In today’s economic climate, many people are forced to take another look at the legacies they intend to leave to their children and grandchildren. With diminished or depleted 401k investments, stock holdings and other financial resources, leaving money to heirs may no longer be an option.
So, if there is no money to leave behind, what can we bequeath to those we love? Heirlooms? Such things as jewelry, art, china, crystal, silver and other such material possessions may be a part of our legacy. They can offer both financial and sentimental benefits to an inheritance.
But what if material goods are gone? Many among us have had to sell everything of value. Then what? Have we nothing to leave behind to our loved ones?
Despite the stories of the rich and famous who have millions to leave to their heirs, often the most precious gifts are those of little or no economic value. Such things as favorite books, photos, handmade crafts, woodworking tools or even simple kitchen utensils are reminders of happy times with those who have passed on. The choices are many depending upon what was valued and what was saved.

Set exercise 1
Answer these questions using the passage on legacies:
(a) Which financial resources does it describe as diminished or depleted?
(b) What two kinds of benefits can heirlooms offer an inheritance?
(c) Which items does it list as gifts of little or no economic value?
Set exercise 2
For each statement, say yes or no according to the passage on legacies, and quote the words that settle it.
(a) Heirlooms offer only sentimental value.
(b) Many people have had to sell everything of value.
(c) The most precious gifts are usually those with great economic value.
Set exercise 3
Quote the passage on legacies word for word, starting at "In today’s economic" and ending at "our loved ones?".

Collected data entries
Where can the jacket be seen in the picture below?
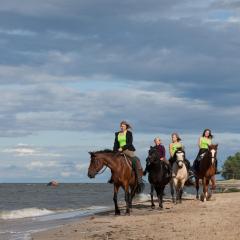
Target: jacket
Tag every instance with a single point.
(129, 144)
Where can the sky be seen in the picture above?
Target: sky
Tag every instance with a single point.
(72, 70)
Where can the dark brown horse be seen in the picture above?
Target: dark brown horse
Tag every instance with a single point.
(207, 171)
(157, 176)
(122, 174)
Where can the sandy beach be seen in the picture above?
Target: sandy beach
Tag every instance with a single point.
(215, 219)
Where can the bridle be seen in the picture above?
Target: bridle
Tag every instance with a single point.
(100, 171)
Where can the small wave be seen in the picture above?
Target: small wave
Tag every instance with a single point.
(24, 213)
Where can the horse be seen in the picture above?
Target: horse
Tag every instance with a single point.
(157, 175)
(179, 175)
(207, 171)
(122, 174)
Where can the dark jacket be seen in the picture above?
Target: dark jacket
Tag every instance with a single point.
(129, 140)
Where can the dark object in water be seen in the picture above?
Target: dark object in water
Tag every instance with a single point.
(53, 184)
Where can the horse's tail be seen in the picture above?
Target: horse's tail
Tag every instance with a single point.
(140, 187)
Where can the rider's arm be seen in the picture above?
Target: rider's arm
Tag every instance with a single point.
(163, 153)
(170, 149)
(116, 143)
(129, 141)
(199, 142)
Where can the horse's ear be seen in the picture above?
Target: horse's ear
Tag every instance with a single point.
(91, 153)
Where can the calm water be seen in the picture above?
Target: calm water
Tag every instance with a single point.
(26, 208)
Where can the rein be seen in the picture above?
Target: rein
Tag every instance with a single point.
(102, 170)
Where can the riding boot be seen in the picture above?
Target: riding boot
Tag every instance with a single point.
(216, 170)
(110, 180)
(168, 168)
(136, 164)
(188, 166)
(146, 168)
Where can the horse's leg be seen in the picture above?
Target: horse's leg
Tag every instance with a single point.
(197, 187)
(177, 192)
(161, 197)
(213, 181)
(127, 199)
(116, 188)
(172, 190)
(181, 192)
(205, 189)
(152, 202)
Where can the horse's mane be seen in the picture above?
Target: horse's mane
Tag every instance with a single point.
(104, 151)
(179, 149)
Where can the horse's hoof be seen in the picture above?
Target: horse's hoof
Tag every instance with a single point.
(117, 213)
(209, 197)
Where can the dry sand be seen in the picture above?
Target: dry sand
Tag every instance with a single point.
(216, 219)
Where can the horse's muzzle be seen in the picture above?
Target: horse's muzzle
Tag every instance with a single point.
(91, 175)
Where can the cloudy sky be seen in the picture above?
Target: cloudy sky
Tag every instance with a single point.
(71, 70)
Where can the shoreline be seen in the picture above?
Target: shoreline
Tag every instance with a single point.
(215, 219)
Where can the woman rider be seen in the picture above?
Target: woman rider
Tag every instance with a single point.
(173, 146)
(124, 143)
(162, 155)
(204, 141)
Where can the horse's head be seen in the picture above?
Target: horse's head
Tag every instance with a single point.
(96, 164)
(212, 149)
(179, 157)
(153, 155)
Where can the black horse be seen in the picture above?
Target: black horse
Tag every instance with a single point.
(158, 175)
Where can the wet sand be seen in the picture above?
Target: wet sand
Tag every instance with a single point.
(216, 219)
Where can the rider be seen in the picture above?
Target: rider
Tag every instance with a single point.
(204, 141)
(162, 155)
(173, 147)
(124, 143)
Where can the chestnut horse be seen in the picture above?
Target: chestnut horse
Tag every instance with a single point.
(207, 171)
(122, 174)
(179, 175)
(157, 176)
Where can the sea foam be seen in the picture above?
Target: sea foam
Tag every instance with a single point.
(24, 213)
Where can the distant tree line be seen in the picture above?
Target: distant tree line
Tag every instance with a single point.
(231, 167)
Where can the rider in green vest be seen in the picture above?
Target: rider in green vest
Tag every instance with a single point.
(124, 143)
(204, 141)
(173, 146)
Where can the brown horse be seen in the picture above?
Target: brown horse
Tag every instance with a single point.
(122, 174)
(207, 171)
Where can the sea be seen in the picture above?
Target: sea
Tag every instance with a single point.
(33, 207)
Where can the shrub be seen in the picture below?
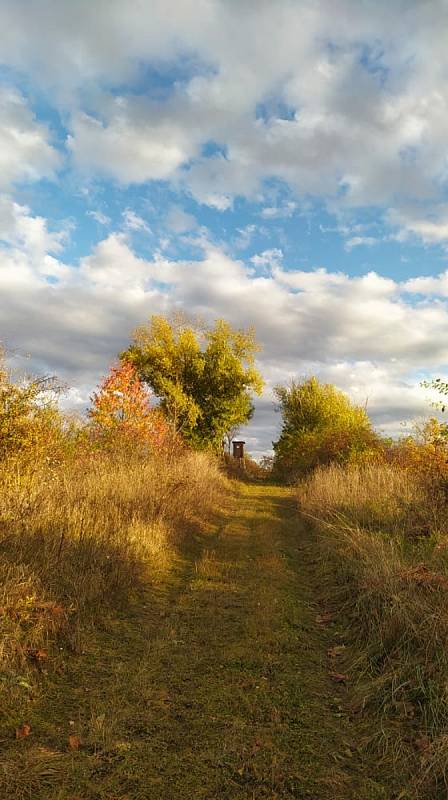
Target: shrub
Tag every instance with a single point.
(320, 425)
(78, 536)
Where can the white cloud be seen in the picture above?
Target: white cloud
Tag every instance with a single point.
(133, 222)
(367, 334)
(268, 258)
(360, 241)
(99, 217)
(279, 212)
(355, 107)
(134, 142)
(25, 151)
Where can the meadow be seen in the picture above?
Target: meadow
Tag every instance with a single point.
(381, 535)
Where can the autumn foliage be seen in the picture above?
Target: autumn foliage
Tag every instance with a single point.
(123, 406)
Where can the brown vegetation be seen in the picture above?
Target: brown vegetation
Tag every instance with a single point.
(382, 528)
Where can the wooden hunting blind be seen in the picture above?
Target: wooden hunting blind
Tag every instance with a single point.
(238, 449)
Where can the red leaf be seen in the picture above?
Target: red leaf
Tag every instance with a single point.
(23, 730)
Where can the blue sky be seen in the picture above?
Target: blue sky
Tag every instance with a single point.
(282, 164)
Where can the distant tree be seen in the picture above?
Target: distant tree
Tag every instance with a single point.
(204, 378)
(320, 425)
(123, 405)
(28, 412)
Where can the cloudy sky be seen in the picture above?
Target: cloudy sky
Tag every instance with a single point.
(282, 163)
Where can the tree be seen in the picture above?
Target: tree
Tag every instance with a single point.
(29, 417)
(123, 405)
(320, 425)
(204, 378)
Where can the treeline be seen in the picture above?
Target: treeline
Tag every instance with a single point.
(380, 511)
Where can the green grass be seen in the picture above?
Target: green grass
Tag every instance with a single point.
(212, 683)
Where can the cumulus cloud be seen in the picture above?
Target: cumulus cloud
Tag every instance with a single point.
(344, 102)
(360, 241)
(367, 334)
(25, 150)
(352, 96)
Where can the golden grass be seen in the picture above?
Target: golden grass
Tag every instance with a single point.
(77, 538)
(383, 531)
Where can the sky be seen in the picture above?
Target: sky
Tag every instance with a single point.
(281, 163)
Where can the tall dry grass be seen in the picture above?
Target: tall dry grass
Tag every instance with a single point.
(78, 535)
(383, 531)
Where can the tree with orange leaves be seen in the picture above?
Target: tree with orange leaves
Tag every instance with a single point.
(123, 405)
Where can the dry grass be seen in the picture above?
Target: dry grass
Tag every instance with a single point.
(77, 537)
(382, 530)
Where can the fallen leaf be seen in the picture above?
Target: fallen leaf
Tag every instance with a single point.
(74, 742)
(37, 655)
(324, 618)
(338, 677)
(23, 731)
(336, 651)
(423, 744)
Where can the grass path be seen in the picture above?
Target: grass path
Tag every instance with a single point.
(215, 685)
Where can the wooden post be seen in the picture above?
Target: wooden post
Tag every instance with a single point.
(238, 452)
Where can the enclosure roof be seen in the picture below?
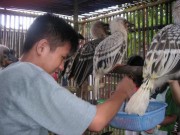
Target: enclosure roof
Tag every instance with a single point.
(65, 7)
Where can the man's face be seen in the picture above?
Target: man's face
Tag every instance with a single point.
(54, 60)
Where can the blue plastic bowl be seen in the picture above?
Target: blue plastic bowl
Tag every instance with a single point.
(154, 115)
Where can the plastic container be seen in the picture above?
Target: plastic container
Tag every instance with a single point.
(154, 115)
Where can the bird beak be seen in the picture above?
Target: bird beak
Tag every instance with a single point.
(130, 26)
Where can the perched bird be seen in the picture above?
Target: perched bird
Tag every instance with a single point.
(81, 65)
(162, 63)
(110, 52)
(7, 56)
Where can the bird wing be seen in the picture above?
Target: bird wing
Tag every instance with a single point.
(83, 64)
(109, 52)
(163, 58)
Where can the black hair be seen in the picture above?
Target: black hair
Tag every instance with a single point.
(54, 29)
(80, 36)
(136, 60)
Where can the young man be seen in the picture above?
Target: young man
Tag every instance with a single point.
(31, 102)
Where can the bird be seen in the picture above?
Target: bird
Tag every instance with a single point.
(161, 64)
(111, 51)
(7, 56)
(81, 64)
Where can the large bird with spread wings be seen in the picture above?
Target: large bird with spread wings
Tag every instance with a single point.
(162, 63)
(81, 65)
(111, 51)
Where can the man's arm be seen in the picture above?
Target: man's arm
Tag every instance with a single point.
(107, 110)
(174, 85)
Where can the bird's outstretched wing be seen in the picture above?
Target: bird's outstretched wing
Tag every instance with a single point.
(109, 52)
(81, 66)
(163, 58)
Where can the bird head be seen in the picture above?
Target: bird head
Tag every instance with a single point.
(100, 29)
(176, 12)
(7, 56)
(120, 24)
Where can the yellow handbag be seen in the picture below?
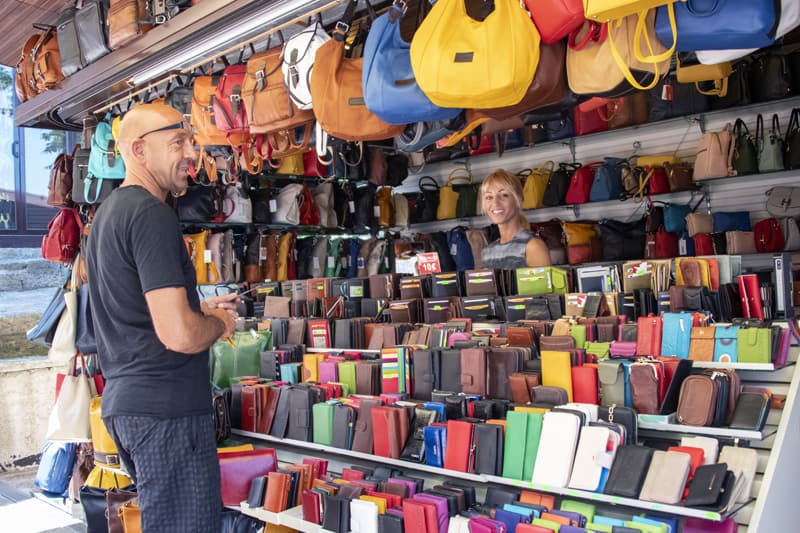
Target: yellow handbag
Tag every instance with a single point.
(579, 232)
(105, 449)
(497, 56)
(448, 198)
(660, 160)
(718, 73)
(103, 478)
(291, 165)
(535, 185)
(206, 272)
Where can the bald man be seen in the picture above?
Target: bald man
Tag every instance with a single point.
(153, 333)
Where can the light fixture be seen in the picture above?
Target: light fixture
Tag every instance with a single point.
(274, 14)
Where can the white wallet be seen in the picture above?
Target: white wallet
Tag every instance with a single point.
(596, 451)
(666, 477)
(742, 462)
(363, 516)
(709, 445)
(559, 438)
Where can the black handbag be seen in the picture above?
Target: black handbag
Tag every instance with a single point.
(685, 100)
(557, 187)
(622, 240)
(791, 147)
(84, 328)
(769, 77)
(428, 200)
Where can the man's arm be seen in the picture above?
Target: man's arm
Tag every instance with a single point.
(179, 327)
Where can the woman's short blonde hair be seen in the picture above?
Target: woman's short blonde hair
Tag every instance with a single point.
(505, 179)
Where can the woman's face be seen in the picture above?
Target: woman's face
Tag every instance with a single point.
(499, 203)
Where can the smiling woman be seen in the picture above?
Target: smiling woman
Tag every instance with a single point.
(501, 194)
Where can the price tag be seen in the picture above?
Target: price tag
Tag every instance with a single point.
(428, 263)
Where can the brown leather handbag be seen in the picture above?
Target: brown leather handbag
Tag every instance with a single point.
(548, 87)
(125, 21)
(338, 96)
(266, 99)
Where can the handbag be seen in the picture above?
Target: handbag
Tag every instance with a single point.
(555, 19)
(390, 90)
(768, 236)
(769, 147)
(581, 184)
(444, 53)
(69, 418)
(337, 90)
(535, 185)
(62, 242)
(713, 25)
(612, 67)
(714, 155)
(745, 160)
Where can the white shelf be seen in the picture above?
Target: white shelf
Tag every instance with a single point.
(705, 430)
(481, 478)
(607, 498)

Exercise result 1
(a) 401k investments, stock holdings and other financial resources.
(b) Financial and sentimental benefits.
(c) Favorite books, photos, handmade crafts, woodworking tools, and simple kitchen utensils.

Exercise result 2
(a) No: "They can offer both financial and sentimental benefits to an inheritance."
(b) Yes: "Many among us have had to sell everything of value."
(c) No: "often the most precious gifts are those of little or no economic value."

Exercise result 3
In today’s economic climate, many people are forced to take another look at the legacies they intend to leave to their children and grandchildren. With diminished or depleted 401k investments, stock holdings and other financial resources, leaving money to heirs may no longer be an option.
So, if there is no money to leave behind, what can we bequeath to those we love? Heirlooms? Such things as jewelry, art, china, crystal, silver and other such material possessions may be a part of our legacy. They can offer both financial and sentimental benefits to an inheritance.
But what if material goods are gone? Many among us have had to sell everything of value. Then what? Have we nothing to leave behind to our loved ones?